Además de mis tareas discentes como profesor, después de haberme empapado de la Sociología en la Universidad de Columbia (Nueva York), di en la aventura intelectual de hacer encuestas. Las empecé a levantar a través de una empresa privada y en seguida en un despacho profesional. Era una novísima vía de entender la sociedad a través de porcentajes y otros índices numéricos. Debo recordar que en mis primeros años de estudiante y profesional los porcentajes se calculaban manualmente con regla de cálculo. Esa labor agobiante se completó poco después con la facilidad de los primeros ordenadores, que por entonces se llamaban sin ironía “cerebros electrónicos”. Seguramente fui el primer español, del ramo de Letras, que utilizó esos cachivaches para la tesis doctoral.



Parecería ahora una dedicación rutinaria, pero hace más de medio siglo en España constituía una provocación abrir un despacho con este rótulo en la puerta: “Amando de Miguel, sociólogo”. Ni siquiera existía tal profesión. Tanto fue así que, al tener que declarar el trabajo a efectos fiscales, la Hacienda no había previsto la existencia de la actividad de “sociólogo”. De momento, ante mi solicitud, la incluyeron en una casilla residual donde se hallaban los magos y prestidigitadores, entre otras especies. Fui el primer español en disfrutar fiscalmente de tal amena compañía.

Datos de origen —
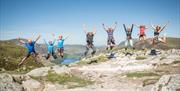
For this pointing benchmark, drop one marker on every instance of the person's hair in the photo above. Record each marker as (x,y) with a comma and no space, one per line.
(158,28)
(142,26)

Objetivo del ejercicio — Transcribe completo, por favor, el texto de arriba sobre los comienzos de la sociología en España, sin cambiar ni una letra.

Resultado esperado —
Además de mis tareas discentes como profesor, después de haberme empapado de la Sociología en la Universidad de Columbia (Nueva York), di en la aventura intelectual de hacer encuestas. Las empecé a levantar a través de una empresa privada y en seguida en un despacho profesional. Era una novísima vía de entender la sociedad a través de porcentajes y otros índices numéricos. Debo recordar que en mis primeros años de estudiante y profesional los porcentajes se calculaban manualmente con regla de cálculo. Esa labor agobiante se completó poco después con la facilidad de los primeros ordenadores, que por entonces se llamaban sin ironía “cerebros electrónicos”. Seguramente fui el primer español, del ramo de Letras, que utilizó esos cachivaches para la tesis doctoral.



Parecería ahora una dedicación rutinaria, pero hace más de medio siglo en España constituía una provocación abrir un despacho con este rótulo en la puerta: “Amando de Miguel, sociólogo”. Ni siquiera existía tal profesión. Tanto fue así que, al tener que declarar el trabajo a efectos fiscales, la Hacienda no había previsto la existencia de la actividad de “sociólogo”. De momento, ante mi solicitud, la incluyeron en una casilla residual donde se hallaban los magos y prestidigitadores, entre otras especies. Fui el primer español en disfrutar fiscalmente de tal amena compañía.